How many lines in the records below contain the string "bronze"? Reply with the number alone.

──────── RECORD EXCERPTS ────────

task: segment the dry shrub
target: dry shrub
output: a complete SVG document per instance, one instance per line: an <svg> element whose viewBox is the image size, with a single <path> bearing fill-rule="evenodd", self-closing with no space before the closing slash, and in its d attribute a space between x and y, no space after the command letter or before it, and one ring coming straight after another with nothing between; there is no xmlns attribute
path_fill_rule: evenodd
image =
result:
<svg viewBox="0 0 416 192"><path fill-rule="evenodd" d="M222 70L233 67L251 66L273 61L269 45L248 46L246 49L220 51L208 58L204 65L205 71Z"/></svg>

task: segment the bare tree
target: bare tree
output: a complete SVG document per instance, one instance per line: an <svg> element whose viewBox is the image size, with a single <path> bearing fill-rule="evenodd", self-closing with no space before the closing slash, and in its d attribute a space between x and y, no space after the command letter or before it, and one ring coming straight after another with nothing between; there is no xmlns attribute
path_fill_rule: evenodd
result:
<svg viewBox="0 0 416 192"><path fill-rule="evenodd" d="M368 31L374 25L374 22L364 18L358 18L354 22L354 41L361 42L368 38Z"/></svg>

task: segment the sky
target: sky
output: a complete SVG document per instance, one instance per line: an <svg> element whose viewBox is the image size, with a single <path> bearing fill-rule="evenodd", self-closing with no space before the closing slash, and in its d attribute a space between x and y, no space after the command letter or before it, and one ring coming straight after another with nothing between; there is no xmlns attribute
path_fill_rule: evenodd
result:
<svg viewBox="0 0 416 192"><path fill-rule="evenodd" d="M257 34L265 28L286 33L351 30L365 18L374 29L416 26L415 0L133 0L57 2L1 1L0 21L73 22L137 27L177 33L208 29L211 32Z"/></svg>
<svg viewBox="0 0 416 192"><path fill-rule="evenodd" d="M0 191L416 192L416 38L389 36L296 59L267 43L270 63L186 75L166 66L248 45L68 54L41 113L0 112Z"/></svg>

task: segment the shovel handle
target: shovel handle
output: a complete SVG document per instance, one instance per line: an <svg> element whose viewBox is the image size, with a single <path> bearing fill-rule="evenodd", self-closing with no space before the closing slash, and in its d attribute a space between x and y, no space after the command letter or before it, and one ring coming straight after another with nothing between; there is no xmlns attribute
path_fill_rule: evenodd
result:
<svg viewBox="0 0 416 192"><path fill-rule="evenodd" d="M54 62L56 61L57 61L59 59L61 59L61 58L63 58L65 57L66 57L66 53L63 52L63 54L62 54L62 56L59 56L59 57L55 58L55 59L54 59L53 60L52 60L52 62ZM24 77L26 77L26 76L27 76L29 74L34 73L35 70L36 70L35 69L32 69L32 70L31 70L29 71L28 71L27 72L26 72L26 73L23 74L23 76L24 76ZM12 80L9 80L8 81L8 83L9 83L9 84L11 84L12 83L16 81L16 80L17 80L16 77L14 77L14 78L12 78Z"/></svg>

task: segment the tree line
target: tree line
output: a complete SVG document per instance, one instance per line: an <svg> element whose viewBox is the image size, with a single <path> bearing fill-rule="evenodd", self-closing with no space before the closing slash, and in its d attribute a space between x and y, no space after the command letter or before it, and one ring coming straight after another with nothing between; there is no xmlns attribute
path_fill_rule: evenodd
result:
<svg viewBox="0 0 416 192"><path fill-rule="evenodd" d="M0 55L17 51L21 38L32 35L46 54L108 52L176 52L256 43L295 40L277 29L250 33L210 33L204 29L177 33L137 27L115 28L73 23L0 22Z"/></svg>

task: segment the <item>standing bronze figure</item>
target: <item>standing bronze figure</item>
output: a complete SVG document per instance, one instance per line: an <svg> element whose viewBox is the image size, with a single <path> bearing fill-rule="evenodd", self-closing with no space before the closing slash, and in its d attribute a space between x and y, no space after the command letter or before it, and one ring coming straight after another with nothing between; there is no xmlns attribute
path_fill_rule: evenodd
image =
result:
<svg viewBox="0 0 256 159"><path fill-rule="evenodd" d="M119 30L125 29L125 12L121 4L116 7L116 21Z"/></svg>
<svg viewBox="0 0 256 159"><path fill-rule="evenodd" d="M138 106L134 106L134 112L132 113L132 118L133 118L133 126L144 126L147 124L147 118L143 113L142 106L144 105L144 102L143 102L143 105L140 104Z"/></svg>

────────

ANSWER TO THIS EXERCISE:
2